▽

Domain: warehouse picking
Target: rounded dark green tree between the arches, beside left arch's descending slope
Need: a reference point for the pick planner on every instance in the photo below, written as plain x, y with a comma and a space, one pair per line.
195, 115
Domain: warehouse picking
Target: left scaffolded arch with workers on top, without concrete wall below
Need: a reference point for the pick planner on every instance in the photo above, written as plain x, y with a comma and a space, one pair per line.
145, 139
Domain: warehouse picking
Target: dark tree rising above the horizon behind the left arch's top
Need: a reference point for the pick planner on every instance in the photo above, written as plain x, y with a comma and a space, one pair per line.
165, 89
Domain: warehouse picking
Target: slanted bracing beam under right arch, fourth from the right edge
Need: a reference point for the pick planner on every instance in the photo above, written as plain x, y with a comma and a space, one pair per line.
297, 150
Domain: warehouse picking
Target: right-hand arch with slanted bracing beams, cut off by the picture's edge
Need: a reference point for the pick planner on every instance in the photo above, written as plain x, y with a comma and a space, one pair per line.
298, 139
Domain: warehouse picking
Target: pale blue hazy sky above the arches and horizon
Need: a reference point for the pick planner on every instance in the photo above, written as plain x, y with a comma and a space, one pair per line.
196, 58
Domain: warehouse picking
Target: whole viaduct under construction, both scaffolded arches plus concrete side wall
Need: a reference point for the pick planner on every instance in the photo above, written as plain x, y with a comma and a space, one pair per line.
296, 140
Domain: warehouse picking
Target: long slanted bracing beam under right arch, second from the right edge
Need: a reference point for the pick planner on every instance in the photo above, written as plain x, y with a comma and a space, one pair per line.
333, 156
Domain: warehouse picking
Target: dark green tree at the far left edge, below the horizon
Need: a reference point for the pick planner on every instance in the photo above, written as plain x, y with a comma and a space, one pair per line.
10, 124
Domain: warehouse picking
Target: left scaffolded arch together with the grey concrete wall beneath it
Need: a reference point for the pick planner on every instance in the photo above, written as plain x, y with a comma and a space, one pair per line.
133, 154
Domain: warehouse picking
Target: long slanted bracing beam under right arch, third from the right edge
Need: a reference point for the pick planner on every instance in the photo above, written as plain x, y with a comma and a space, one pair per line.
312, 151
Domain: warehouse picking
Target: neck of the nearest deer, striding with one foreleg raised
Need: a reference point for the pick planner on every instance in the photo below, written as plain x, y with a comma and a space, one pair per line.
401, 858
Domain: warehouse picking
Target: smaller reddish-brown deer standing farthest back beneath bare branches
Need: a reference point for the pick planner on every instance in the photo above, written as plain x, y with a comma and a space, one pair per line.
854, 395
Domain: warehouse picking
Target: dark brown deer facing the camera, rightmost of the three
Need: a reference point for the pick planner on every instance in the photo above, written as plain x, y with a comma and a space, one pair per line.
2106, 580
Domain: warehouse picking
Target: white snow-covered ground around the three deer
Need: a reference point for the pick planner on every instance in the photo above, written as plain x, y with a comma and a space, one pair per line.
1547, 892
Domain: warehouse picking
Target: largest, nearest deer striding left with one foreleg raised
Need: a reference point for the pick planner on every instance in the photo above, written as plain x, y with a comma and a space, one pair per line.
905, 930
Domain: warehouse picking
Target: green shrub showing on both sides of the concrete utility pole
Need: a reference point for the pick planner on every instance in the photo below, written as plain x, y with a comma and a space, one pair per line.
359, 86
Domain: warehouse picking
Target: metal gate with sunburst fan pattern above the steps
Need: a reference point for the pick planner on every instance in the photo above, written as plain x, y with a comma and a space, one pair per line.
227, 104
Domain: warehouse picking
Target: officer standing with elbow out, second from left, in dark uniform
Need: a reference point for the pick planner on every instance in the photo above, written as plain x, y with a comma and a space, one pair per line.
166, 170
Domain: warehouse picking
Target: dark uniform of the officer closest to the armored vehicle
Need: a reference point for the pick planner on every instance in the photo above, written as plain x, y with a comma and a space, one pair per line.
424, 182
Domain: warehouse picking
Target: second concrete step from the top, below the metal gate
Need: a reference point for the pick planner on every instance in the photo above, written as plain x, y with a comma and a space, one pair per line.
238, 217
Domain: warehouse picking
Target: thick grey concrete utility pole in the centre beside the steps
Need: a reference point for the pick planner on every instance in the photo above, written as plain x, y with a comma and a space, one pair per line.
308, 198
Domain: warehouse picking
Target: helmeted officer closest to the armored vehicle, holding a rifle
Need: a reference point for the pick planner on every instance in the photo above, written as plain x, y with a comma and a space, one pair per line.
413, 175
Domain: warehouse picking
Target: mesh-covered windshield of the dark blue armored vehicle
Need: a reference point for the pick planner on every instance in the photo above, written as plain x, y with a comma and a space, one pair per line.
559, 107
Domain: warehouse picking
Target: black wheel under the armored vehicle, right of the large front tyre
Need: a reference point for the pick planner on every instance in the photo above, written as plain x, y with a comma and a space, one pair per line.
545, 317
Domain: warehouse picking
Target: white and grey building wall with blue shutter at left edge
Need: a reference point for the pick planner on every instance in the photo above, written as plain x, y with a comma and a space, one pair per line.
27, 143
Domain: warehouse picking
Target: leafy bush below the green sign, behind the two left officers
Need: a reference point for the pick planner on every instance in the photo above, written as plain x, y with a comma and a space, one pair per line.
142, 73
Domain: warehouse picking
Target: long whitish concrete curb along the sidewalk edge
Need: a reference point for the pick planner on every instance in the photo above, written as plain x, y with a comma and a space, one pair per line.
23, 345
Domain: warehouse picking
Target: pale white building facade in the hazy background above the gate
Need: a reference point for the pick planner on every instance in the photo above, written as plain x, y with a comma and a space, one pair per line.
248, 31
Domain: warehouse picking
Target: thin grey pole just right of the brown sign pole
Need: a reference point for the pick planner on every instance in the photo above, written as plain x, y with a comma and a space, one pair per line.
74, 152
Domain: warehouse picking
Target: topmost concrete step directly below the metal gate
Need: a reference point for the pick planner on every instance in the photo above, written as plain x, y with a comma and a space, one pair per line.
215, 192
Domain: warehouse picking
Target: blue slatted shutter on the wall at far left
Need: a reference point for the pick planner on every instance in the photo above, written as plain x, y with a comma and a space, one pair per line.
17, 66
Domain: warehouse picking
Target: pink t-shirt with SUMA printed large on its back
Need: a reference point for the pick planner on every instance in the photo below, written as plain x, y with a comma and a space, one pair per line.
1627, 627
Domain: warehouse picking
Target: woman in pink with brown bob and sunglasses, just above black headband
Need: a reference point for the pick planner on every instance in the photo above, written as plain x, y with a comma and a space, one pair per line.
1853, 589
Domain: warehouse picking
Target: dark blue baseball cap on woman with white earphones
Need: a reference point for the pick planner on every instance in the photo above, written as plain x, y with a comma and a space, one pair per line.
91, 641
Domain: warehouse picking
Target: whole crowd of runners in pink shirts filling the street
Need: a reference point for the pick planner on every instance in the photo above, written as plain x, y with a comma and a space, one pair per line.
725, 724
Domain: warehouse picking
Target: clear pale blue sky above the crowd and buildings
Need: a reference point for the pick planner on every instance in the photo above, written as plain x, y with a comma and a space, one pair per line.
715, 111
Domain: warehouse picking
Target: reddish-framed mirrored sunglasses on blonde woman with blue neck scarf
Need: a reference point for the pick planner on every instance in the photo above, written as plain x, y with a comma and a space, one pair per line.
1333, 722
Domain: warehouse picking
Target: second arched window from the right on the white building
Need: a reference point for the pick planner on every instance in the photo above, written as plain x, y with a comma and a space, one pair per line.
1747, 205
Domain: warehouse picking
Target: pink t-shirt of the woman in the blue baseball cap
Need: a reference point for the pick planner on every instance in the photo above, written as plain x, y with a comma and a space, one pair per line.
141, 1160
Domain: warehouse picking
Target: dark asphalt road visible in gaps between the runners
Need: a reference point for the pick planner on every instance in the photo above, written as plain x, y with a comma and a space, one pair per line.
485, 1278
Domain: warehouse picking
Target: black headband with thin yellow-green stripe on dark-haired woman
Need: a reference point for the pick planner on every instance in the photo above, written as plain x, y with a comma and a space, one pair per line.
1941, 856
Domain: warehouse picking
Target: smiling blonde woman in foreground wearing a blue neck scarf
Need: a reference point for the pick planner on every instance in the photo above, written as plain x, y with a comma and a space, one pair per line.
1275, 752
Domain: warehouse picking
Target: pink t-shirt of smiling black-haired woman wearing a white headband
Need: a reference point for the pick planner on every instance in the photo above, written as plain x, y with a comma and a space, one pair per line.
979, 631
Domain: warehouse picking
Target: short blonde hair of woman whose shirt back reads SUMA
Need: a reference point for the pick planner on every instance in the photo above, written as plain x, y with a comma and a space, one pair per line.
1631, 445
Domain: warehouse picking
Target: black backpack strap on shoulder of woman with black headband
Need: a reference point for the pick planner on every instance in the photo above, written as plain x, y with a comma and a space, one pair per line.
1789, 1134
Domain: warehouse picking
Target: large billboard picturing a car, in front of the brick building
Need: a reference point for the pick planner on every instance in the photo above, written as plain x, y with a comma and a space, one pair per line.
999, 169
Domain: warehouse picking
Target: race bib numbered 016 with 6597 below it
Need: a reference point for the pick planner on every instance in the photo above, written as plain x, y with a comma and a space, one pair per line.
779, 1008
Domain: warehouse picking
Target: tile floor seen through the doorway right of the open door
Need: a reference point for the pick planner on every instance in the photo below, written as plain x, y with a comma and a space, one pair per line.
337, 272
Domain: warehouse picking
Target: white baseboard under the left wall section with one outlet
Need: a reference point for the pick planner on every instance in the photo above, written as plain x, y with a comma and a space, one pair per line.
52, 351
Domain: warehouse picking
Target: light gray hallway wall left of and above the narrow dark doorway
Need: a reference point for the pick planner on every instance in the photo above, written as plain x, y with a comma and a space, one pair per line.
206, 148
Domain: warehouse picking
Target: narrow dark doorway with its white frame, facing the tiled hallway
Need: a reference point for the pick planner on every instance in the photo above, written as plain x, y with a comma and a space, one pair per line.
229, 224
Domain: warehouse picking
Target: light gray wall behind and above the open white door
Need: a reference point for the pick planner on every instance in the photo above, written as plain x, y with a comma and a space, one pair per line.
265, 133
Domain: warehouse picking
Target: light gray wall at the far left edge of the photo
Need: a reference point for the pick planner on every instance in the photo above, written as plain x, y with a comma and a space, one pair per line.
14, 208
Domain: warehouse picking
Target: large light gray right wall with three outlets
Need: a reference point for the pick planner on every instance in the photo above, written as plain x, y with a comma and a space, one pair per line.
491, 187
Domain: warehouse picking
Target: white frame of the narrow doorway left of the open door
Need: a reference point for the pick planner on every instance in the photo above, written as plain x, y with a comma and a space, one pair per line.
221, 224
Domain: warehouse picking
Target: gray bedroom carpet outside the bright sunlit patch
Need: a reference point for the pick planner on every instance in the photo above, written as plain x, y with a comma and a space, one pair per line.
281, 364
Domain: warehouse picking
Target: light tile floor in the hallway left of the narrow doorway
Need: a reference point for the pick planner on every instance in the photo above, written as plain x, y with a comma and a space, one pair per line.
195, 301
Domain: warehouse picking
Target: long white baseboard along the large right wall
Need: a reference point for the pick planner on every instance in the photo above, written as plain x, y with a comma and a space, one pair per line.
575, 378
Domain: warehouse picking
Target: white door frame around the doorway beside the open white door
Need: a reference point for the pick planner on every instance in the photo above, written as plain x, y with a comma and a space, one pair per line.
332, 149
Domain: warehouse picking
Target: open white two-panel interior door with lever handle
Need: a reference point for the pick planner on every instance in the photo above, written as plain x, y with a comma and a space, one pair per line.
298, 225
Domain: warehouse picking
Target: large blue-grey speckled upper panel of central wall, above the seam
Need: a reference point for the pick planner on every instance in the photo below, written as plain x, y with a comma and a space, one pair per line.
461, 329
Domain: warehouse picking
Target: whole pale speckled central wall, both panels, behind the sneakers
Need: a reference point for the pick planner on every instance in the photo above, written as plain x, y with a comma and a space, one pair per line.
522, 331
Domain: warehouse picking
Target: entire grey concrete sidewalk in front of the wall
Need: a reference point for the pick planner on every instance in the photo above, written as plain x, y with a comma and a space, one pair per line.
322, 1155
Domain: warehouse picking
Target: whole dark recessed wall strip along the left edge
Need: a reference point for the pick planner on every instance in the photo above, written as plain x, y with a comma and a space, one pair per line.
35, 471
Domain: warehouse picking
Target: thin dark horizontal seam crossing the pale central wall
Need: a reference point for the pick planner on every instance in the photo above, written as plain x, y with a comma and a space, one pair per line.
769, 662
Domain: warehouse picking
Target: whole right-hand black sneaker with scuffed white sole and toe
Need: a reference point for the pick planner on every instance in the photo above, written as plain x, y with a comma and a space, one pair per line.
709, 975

△

Problem to work on
Only one stretch of the entries above is wanted: the lines from the one containing "Target: thin grey" through the one containing "Target: clear pale". Please reproduce it exactly.

Your solution
Target: thin grey pole just right of the brown sign pole
Need: a reference point for the pick planner on every instance in the photo above, written as plain x, y with a comma and a space, one pair per line.
74, 152
Domain: warehouse picking
Target: topmost concrete step directly below the metal gate
Need: a reference point for the pick planner on every instance in the photo above, written as plain x, y with a comma and a space, one pair per line.
215, 192
Domain: warehouse picking
Target: blue slatted shutter on the wall at far left
Need: a reference point for the pick planner on every instance in the photo above, written as plain x, y with a comma and a space, one pair per line.
17, 66
Domain: warehouse picking
Target: pink t-shirt with SUMA printed large on its back
Need: a reference point for the pick planner on every instance in the photo below, written as plain x, y with a comma and a space, one pair per line.
1627, 627
Domain: warehouse picking
Target: woman in pink with brown bob and sunglasses, just above black headband
Need: a reference point for the pick planner on every instance in the photo above, written as plain x, y with a comma and a space, one pair per line.
1853, 589
Domain: warehouse picking
Target: dark blue baseball cap on woman with white earphones
Need: a reference point for the pick planner on every instance in the photo above, written as plain x, y with a comma and a space, one pair per line.
91, 641
Domain: warehouse picking
Target: whole crowd of runners in pink shirts filling the street
Need: a reference point for the pick planner on every instance in the photo above, written as plain x, y with a comma and a space, one pair per line.
725, 724
Domain: warehouse picking
Target: clear pale blue sky above the crowd and buildings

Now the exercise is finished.